* _TEXT SHOWN_
▼▼▼

The Degree of Fine-Tuning in our Universe and Others

The fundamental constants of nature must fall within a range
of values in order for the universe to develop structure and support
life. This talk outlines the current constraints on these quantities
in order to assess the degree of tuning required for the universe to
be viable. In the realm of particle physics, the relevant parameters
are the strengths of the fundamental forces and the particle masses.

▲▲▲

* _INFORMATION SUPPLIED_
▼▼▼

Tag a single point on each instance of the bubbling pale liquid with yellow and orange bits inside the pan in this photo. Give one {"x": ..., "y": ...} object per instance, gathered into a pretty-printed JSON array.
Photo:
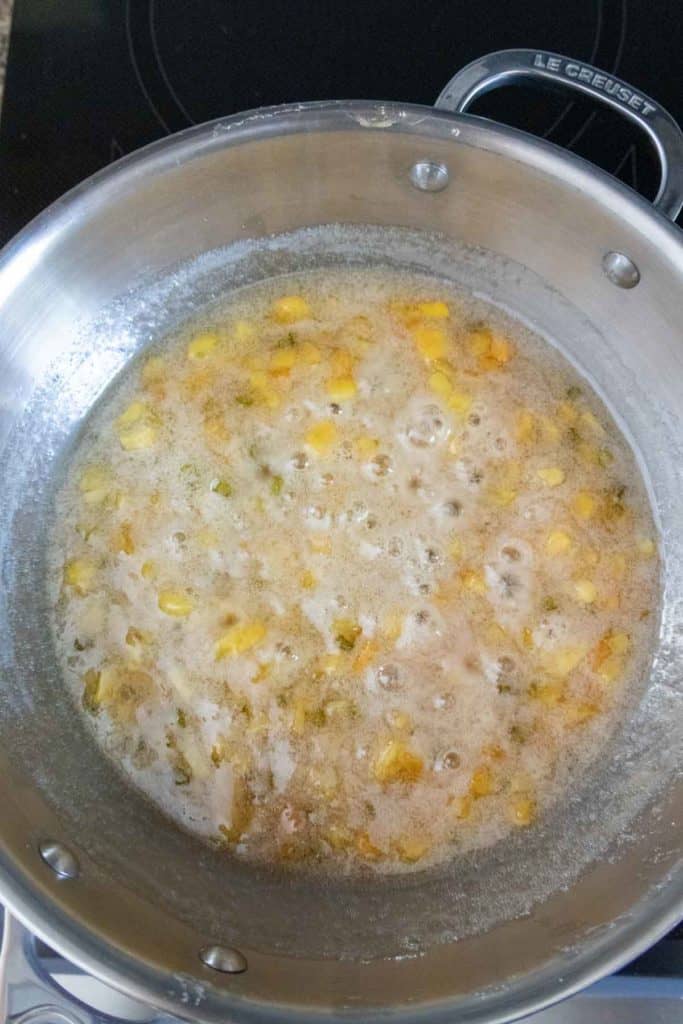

▲▲▲

* _TASKS TO COMPLETE_
1 – Rewrite the fine-tuning abstract from "The fundamental constants" to "the particle masses.", swapping "universe" for "cosmos".
2 – List every capitalized word in the title of the fine-tuning abstract.
3 – Carry on the fine-tuning abstract in the same style, starting after its last sentence.
The material above is separate from the fine-tuning abstract.

* _ACTIVITY ANSWERS_
1 –
The fundamental constants of nature must fall within a range
of values in order for the cosmos to develop structure and support
life. This talk outlines the current constraints on these quantities
in order to assess the degree of tuning required for the cosmos to
be viable. In the realm of particle physics, the relevant parameters
are the strengths of the fundamental forces and the particle masses.

2 – The, Degree, Fine-Tuning, Universe, Others

3 –
Additional astrophysical parameters include the cosmic energy density,
the cosmological constant, the abundances of baryons and dark matter,
and the amplitude of primordial density fluctuations. These quantities
are constrained by the need for the universe to live for a long time,
emerge from its early epochs with an acceptable chemical composition,
and successfully produce galaxies. On smaller scales, stars and
planets must be able to form and function. The stars must also have
sufficiently long lifetimes and hot surface temperatures.  We also
consider potential fine-tuning related to the triple alpha reaction
that produces carbon, the case of unstable deuterium, and the
possibility of stable diprotons. For all of these issues, the goal is
to delineate the range of parameter space for which universes can
remain habitable. In spite of its biophilic properties, our universe
is not optimized for the emergence of life, in that favorable
variations could result in more galaxies, more stars, and potentially
more habitable planets.